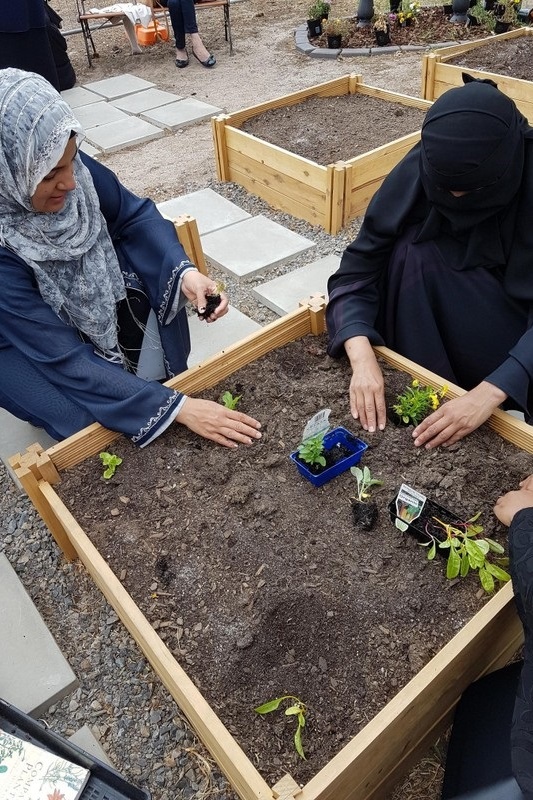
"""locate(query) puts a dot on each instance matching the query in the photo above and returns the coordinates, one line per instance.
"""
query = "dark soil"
(513, 58)
(259, 582)
(329, 129)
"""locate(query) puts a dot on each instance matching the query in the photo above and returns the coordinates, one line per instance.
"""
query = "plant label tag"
(409, 505)
(317, 424)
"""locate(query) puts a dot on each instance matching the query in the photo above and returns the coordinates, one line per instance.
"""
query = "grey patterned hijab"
(69, 251)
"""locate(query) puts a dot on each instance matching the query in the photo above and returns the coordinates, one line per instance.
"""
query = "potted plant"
(336, 28)
(323, 456)
(318, 11)
(364, 510)
(381, 30)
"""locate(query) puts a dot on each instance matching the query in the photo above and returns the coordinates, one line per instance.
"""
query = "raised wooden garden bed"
(372, 761)
(438, 75)
(327, 195)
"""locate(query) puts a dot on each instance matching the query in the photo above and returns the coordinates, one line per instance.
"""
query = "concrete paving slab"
(86, 739)
(206, 340)
(78, 96)
(251, 246)
(34, 674)
(101, 113)
(143, 101)
(115, 135)
(119, 86)
(178, 115)
(284, 294)
(210, 209)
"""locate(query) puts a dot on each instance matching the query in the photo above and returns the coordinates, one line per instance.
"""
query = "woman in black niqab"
(441, 269)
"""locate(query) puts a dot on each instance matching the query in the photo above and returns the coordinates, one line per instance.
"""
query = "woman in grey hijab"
(83, 263)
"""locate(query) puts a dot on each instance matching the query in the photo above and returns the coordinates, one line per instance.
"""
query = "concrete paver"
(252, 246)
(210, 209)
(177, 115)
(119, 86)
(34, 674)
(116, 135)
(284, 294)
(142, 101)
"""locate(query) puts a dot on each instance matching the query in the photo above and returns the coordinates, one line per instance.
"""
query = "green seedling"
(468, 551)
(296, 709)
(110, 462)
(312, 451)
(365, 481)
(417, 401)
(231, 401)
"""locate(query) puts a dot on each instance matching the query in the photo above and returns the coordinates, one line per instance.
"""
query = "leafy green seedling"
(296, 709)
(312, 450)
(110, 462)
(365, 481)
(230, 401)
(417, 402)
(468, 552)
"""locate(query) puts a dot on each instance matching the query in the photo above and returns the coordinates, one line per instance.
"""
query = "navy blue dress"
(55, 380)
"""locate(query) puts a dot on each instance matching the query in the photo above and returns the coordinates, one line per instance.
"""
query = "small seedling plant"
(312, 451)
(468, 551)
(230, 401)
(295, 709)
(416, 402)
(110, 463)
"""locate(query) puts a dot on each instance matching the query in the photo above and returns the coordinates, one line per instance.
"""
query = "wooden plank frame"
(378, 756)
(438, 76)
(326, 195)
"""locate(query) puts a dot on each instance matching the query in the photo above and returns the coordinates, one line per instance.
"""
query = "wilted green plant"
(231, 401)
(417, 401)
(468, 551)
(110, 462)
(312, 450)
(296, 709)
(364, 482)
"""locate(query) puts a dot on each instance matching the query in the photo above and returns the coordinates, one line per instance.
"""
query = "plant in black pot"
(336, 28)
(364, 510)
(317, 12)
(381, 29)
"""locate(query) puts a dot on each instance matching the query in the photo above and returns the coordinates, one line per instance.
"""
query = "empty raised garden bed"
(382, 751)
(439, 75)
(329, 195)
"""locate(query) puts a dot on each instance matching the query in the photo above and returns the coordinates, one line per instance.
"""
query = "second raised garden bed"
(329, 195)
+-------+
TASK INSTRUCTIONS: The pictures are to be omitted, and the rest of the listing is to be transcribed exactly.

RESULT:
"""locate(query) puts a dot on each instance matching the query in the photo above and returns the coordinates, one line per instance.
"""
query = "dark soil"
(513, 58)
(259, 582)
(329, 129)
"""locate(query) puts a dot on each instance matching the query in the photo above and returns the coordinates, one line per instance.
"""
query = "plant label tag"
(409, 505)
(317, 424)
"""locate(query) puts a dot on each instance matching the query in the photo above and returns the coordinates, one line per instance.
"""
query = "grey patterned hijab"
(69, 251)
"""locate(query) puts a dot on each instance matching the query in the photo above and returns the coordinates, one line per instance.
"""
query = "potted plant"
(336, 28)
(323, 456)
(318, 11)
(364, 510)
(381, 30)
"""locate(query) puts a dot on each instance matching the query in the photo above and returns the coordinates, one line per instance.
"""
query = "raised wooden garden bed"
(372, 761)
(438, 75)
(327, 195)
"""locate(query) puts a dot on each instance matching the query in the photo above and returns the coordinates, one line per instance.
"""
query = "concrete paving slab"
(86, 739)
(206, 340)
(78, 96)
(251, 246)
(34, 674)
(101, 113)
(143, 101)
(115, 135)
(119, 86)
(178, 115)
(284, 294)
(210, 209)
"""locate(query) puts a dot on each instance matching the query in the photo above and returns the coordinates, one line per instance.
"""
query = "woman in black niqab"
(441, 269)
"""locate(query) puts a dot on each instance matching the query in the photo above and returns the coordinates, one line per instance.
"""
query = "woman in grey hijab"
(83, 263)
"""locate(query) puts a dot on each instance matching the query in the photo above and returns the coordinates, one line per instance.
"""
query = "concrete paver"
(252, 246)
(210, 209)
(177, 115)
(119, 86)
(34, 674)
(116, 135)
(284, 294)
(142, 101)
"""locate(query) puts a dot on each instance matching the query in the photo above and returns the coordinates, one line per instance.
"""
query = "green seedling"
(468, 551)
(296, 709)
(110, 462)
(312, 451)
(365, 481)
(417, 401)
(231, 401)
"""locate(query) puts a dot on each instance matching the query in the photo above and returns the coordinates, one line per instance.
"""
query = "leafy green seedling"
(296, 709)
(312, 450)
(110, 462)
(365, 481)
(230, 401)
(417, 402)
(468, 552)
"""locate(query) puts a dot on each instance matching the query in the photo above and returns the coordinates, one line per instance.
"""
query = "navy blue dress"
(55, 380)
"""locate(query) puts a dot on each instance matching the query in the photo above and returns the coordinates, one line per instance.
"""
query = "small seedling plant"
(312, 451)
(468, 551)
(230, 401)
(295, 709)
(416, 402)
(110, 463)
"""locate(query) puts a dot on each instance matching the query in the photo above and returns the coordinates, one line per instance.
"""
query = "wooden plank frame"
(378, 756)
(438, 76)
(326, 195)
"""locate(query) puts a dot on each instance matching the query in the photo above and returns the coordinates, one line per instance.
"""
query = "wilted green plant"
(231, 401)
(417, 401)
(468, 551)
(110, 462)
(312, 450)
(296, 709)
(364, 482)
"""locate(query) puts a dot on each instance matching the query in the photo above and returns the coordinates, one line per instance.
"""
query = "plant in black pot"
(336, 28)
(364, 510)
(317, 12)
(381, 29)
"""locate(query) puts a dot on each instance matching the query in the photo above and returns the coordinates, one line per instance.
"""
query = "empty raised garden bed"
(382, 751)
(439, 75)
(329, 195)
"""locate(query) puts a dot on each instance matching the query in the photo above and returns the coordinates, one line per instance.
"""
query = "second raised garden bed"
(329, 195)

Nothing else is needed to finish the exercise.